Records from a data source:
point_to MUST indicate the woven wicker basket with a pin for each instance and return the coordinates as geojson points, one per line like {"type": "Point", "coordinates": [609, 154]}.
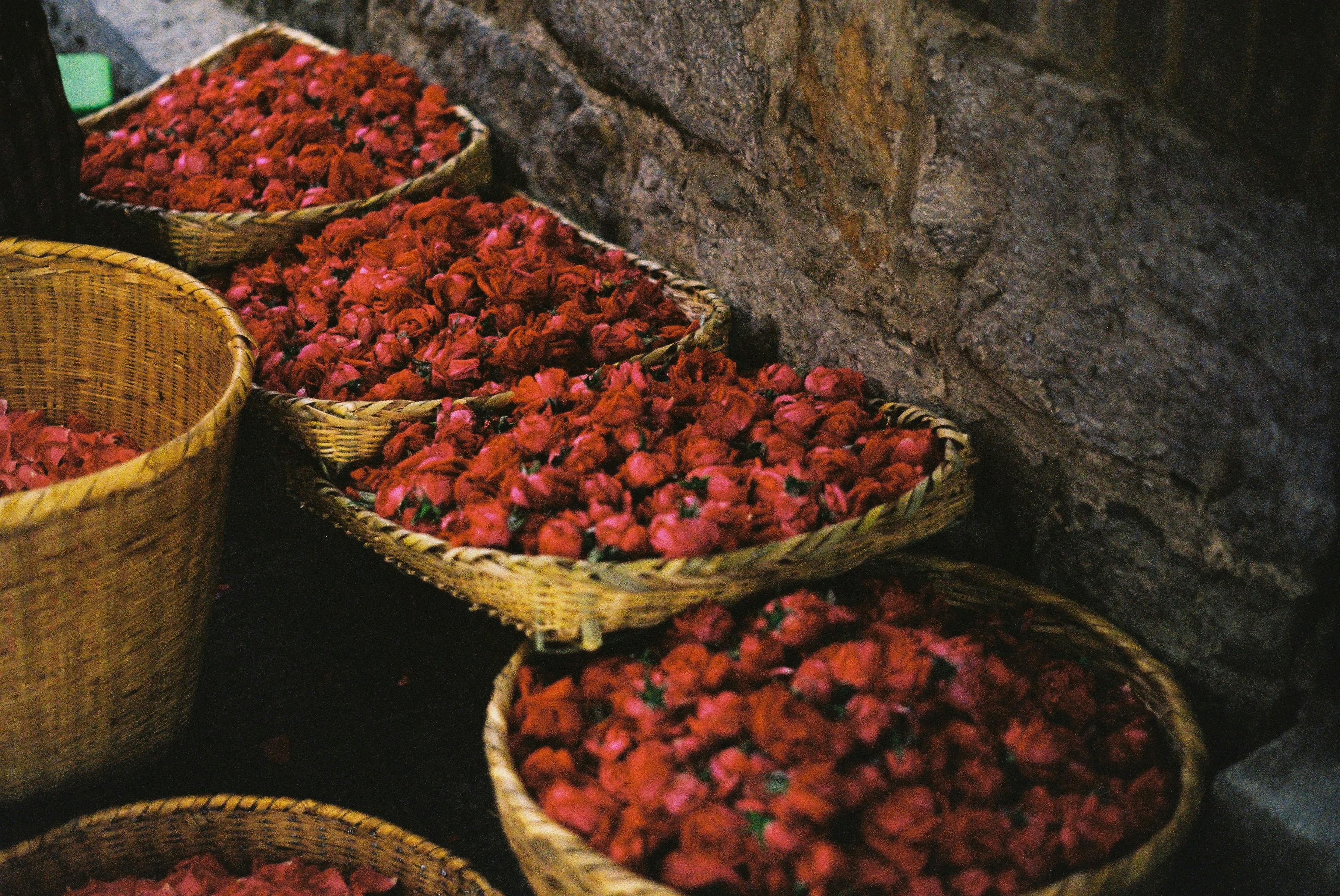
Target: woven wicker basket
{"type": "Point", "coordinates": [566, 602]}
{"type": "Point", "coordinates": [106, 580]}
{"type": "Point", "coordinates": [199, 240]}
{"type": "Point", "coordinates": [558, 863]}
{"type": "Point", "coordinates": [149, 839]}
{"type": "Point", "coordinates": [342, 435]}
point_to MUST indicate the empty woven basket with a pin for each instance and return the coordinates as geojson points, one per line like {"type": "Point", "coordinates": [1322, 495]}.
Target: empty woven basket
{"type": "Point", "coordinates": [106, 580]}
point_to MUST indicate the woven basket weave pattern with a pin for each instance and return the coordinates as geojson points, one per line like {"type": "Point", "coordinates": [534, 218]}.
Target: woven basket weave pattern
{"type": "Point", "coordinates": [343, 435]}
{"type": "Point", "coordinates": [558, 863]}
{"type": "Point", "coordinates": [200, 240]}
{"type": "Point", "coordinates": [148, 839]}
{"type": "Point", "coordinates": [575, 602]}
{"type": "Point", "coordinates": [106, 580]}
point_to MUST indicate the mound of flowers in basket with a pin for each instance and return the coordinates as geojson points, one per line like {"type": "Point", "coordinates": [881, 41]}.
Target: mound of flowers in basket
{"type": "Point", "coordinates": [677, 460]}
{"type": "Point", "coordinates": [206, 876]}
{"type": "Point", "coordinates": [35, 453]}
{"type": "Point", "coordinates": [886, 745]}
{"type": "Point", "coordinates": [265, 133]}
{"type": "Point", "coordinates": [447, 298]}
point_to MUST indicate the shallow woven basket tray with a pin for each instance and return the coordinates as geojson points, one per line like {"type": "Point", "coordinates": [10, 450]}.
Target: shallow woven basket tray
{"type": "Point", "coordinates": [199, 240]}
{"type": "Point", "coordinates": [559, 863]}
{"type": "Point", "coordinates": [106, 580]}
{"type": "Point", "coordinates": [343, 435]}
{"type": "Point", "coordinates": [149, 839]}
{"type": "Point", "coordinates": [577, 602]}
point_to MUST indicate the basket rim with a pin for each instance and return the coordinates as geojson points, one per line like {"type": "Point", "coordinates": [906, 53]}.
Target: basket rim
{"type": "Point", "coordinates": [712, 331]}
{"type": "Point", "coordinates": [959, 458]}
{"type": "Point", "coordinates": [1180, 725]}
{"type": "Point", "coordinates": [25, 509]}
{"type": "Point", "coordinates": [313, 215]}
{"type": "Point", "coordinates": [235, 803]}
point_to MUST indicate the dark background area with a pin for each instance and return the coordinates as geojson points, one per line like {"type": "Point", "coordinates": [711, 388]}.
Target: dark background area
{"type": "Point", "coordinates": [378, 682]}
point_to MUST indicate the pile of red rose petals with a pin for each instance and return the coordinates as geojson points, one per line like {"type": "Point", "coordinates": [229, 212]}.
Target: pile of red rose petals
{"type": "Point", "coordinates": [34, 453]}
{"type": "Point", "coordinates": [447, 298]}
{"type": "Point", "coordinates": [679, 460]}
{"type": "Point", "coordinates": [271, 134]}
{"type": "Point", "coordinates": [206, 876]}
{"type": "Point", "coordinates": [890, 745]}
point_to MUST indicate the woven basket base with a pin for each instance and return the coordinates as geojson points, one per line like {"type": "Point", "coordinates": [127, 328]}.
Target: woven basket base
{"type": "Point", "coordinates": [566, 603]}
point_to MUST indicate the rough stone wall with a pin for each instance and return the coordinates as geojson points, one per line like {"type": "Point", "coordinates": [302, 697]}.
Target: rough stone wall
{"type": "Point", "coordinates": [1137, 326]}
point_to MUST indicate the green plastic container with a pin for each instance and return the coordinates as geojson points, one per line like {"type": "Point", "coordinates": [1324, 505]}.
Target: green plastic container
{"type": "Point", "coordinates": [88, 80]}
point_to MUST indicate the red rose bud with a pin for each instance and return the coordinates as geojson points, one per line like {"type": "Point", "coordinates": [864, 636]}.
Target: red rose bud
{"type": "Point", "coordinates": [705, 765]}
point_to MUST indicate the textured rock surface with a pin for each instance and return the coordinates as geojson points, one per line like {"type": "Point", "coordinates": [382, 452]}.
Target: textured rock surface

...

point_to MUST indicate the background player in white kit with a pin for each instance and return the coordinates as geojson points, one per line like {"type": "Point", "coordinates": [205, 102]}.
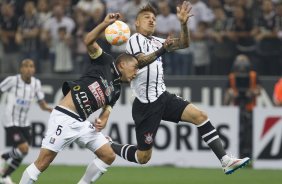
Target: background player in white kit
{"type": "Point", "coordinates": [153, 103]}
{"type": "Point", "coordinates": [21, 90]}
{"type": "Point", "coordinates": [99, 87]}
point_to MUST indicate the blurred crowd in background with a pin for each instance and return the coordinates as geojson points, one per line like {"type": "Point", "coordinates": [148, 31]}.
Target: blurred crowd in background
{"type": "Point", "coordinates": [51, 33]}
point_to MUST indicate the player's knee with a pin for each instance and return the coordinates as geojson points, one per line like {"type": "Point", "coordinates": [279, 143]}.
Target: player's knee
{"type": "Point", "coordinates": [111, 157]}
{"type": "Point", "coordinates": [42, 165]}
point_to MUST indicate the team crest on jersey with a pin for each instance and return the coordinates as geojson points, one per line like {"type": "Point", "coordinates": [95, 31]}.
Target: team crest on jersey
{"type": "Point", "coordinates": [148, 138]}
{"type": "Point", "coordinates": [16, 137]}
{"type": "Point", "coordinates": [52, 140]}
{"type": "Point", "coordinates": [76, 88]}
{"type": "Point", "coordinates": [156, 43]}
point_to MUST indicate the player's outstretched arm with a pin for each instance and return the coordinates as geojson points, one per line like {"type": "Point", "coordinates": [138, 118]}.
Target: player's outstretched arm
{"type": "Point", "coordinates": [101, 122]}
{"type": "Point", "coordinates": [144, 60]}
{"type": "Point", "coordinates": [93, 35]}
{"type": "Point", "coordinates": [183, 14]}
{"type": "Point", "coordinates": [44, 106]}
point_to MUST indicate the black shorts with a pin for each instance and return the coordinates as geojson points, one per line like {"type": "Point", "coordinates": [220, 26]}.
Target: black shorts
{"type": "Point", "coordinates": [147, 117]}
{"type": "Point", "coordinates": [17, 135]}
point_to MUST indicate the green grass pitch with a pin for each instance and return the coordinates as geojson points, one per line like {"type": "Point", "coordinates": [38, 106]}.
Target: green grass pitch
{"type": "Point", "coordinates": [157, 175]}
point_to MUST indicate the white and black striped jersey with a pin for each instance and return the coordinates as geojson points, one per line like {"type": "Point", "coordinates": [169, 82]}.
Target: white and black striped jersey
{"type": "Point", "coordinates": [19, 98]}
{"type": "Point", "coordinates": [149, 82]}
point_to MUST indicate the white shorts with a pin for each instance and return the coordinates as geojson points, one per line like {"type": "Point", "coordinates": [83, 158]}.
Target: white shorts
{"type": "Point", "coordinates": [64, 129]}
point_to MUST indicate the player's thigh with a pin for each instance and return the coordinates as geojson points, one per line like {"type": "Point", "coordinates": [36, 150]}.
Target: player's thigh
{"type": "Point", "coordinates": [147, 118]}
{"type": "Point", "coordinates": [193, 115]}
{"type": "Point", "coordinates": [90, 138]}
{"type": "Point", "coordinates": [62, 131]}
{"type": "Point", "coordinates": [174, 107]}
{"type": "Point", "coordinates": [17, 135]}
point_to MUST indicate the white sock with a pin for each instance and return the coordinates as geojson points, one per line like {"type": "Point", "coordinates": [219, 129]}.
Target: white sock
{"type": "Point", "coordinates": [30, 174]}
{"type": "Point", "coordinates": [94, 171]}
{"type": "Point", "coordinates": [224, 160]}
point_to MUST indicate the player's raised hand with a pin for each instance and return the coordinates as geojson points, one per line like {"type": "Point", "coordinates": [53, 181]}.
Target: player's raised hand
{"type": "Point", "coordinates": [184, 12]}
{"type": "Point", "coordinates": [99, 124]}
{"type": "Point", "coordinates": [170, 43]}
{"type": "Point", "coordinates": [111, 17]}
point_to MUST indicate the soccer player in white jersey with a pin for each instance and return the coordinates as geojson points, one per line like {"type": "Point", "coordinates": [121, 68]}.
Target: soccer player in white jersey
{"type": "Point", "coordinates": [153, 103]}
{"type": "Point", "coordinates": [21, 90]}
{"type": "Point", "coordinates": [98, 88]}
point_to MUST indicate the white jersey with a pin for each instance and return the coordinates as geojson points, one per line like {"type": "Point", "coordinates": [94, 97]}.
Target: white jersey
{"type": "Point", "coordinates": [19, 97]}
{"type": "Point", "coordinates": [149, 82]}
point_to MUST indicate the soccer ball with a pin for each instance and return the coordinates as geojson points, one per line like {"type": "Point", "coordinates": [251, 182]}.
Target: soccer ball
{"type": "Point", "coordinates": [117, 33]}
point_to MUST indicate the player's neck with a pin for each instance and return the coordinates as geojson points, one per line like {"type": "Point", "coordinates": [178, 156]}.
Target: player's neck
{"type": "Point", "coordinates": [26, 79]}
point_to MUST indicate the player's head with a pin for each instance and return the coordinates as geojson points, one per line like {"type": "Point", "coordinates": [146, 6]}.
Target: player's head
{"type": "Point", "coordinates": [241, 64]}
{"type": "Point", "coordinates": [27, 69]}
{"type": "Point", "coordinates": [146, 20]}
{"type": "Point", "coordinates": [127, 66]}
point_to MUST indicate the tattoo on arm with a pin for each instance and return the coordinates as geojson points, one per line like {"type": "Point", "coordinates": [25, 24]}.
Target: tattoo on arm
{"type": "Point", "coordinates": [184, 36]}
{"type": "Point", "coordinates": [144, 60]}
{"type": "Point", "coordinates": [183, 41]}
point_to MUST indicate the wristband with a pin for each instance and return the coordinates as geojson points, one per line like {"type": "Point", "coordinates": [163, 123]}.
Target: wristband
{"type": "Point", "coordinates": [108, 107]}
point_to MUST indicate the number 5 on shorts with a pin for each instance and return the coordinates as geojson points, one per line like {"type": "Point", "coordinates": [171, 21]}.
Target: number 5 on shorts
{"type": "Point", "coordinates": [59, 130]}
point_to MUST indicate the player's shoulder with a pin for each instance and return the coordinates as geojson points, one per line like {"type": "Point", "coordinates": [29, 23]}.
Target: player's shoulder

- **What you have to do**: Take the lines above from the one containing "Target: wristband" to the one containing "Target: player's shoulder" and retype them exactly, both ends included, with nothing added.

- **Written solution**:
Target: wristband
{"type": "Point", "coordinates": [108, 107]}
point_to MUST indicate the number 5 on shorts with a pin for each instance and return the coordinates as geojson points, one per line like {"type": "Point", "coordinates": [171, 21]}.
Target: number 5 on shorts
{"type": "Point", "coordinates": [59, 130]}
point_to MUST indicate the player's shoulder with a pin for each instance and return the coordinates as geojson points, one per line like {"type": "Point", "coordinates": [29, 23]}.
Target: player's shoulder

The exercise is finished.